:: Selected text

But from a chemical engineer’s perspective, when you compare aviation fuels and shipping fuels, something becomes clear. Aviation requires a very specific suite of molecules—a narrow composition that must be met. No one is going to build a new generation of aircraft engines designed for something else when airframes last more than 20 years. That constraint is immovable. Right now, fuel is about 20% of an airline ticket’s cost, which means there’s room for the airline industry to pay more for decarbonized fuel.

That’s not the case in shipping. For shipping, fuel accounts for around 40% of operating cost per ton-mile. 

[EVD]: Shipping is a bit like trucking—it’s low margin. 

[PM]: They can’t afford a specific molecule, and as a result, whatever parts of shipping can’t electrify—which will already drive costs down—will just have to accept what’s available. And what’s available is methanol. They could also use ammonia, but that would kill people. I’m not on board with solving climate change by killing people just to save a buck, because that’s literally what we’re talking about. Ammonia is off the table for safety reasons—any chemical engineer who understands the basics of safety and design would reach that conclusion. You’d have to be seduced by a lot of money to think otherwise.

That leaves shipping with methanol, while aviation takes the easier-to-convert feedstocks. For example, vegetable oils that can be hydrotreated and hydrocracked to the right fuel composition. 

[EVD]: It actually took us a long time to reach a conclusion, and at first people weren’t fully understanding each other. To get there, we had to map everything out on a big whiteboard and ask: what do we actually have here?

We identified three basic forms of bioenergy to start with. First, fatty oils like vegetable oils and used cooking oil. Second, general biomass and waste streams that can be gasified to make methanol as a starting point or intermediate, which can also be imported. Third, ethanol from sources like corn or sugarcane. The EU isn’t supportive of ethanol for fuels because of the food-versus-fuel issue, so that option is off the table.

That left the other two. Methanol can be burned directly in ships, which is straightforward. It can also be converted to olefins and then olefins to kerosene for aviation. But even then, you can already see how many steps are involved. 

[PM]: Too many—far too many steps. 

[EVD]: It’s going to drive costs up. With fatty oils, you can use a hydrotreatment process with hydrogen and steer it in different directions. You can make more HVO biodiesel or something closer to heavy fuel oil for ships, or you can steer it toward mostly kerosene for sustainable aviation fuel. That process can be adjusted fairly easily, and kerosene is the most logical outcome.

The supply is limited, but if this is the cheapest route for aviation, aviation will simply outprice shipping. That was our conclusion—and that’s when Michael flipped his position. 

[MB]: That was the switch that did it for me. We have this limited amount of feedstock, and it’s the cheapest option that will work for aviation.

[EVD]: It’s the cheapest option for everyone, but for aviation the second-best alternative is such a big step down.

::::
:: Recorded data

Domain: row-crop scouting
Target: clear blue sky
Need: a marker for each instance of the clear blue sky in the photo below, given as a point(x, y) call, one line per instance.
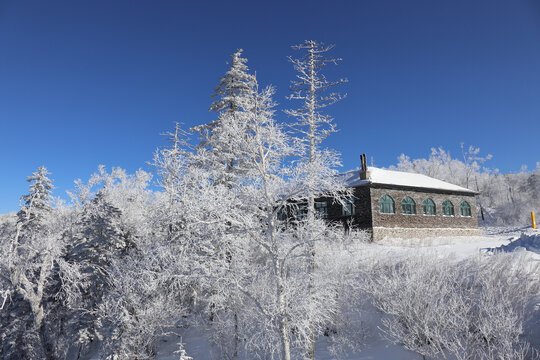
point(84, 83)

::::

Instruction 1:
Answer these from the text on aviation and shipping fuels, one line each:
(a) About what share of an airline ticket's cost is fuel?
(b) About what share of operating cost per ton-mile does fuel account for in shipping?
(c) Why is the EU not supportive of ethanol for fuels?
Instruction 2: Carry on the text on aviation and shipping fuels from its last sentence.

Response 1:
(a) About 20%.
(b) Around 40%.
(c) Because of the food-versus-fuel issue.

Response 2:
[MB]: For aviation, they need the end product that’s easiest to make from that feedstock, so they’ll pay more than shipping can for HVO. Shipping won’t be able to compete on price. Once I understood the economic price signal and the merit order between those options, I realized there isn’t enough to go around—even in my projections, which already show a significant reduction in maritime shipping and a much flatter trajectory for aviation.

That has an important corollary. I already project 100% electrification of inland shipping and almost all short-sea shipping, with hybridization for transoceanic shipping. Electrons are going to be much cheaper than biomethanol as an energy carrier. 

As soon as hybridization takes hold and batteries become dirt cheap, ships will start using larger batteries to extend their range and optimize costs. That leads to a significant increase in electricity demand from the shipping segment. In the national scenario, we went from 2% of electricity for shipping and aviation to 12% by 2050. And that’s not an endpoint—that’s simply how much could transition within that timeframe. 

[EVD]: And that 12% is mainly from short-haul flights within Europe, which will electrify first. The interesting part with methanol is that at the beginning of the session I asked you about long-haul transoceanic shipping and whether you saw potential for battery electrification there. You said maybe 2% in the long term. But once you realized ships won’t run on HVO and instead on methanol, which is more expensive, then maybe it’s not 2% in the long term. Maybe it’s 10%, 20%, even 30%—we just don’t know.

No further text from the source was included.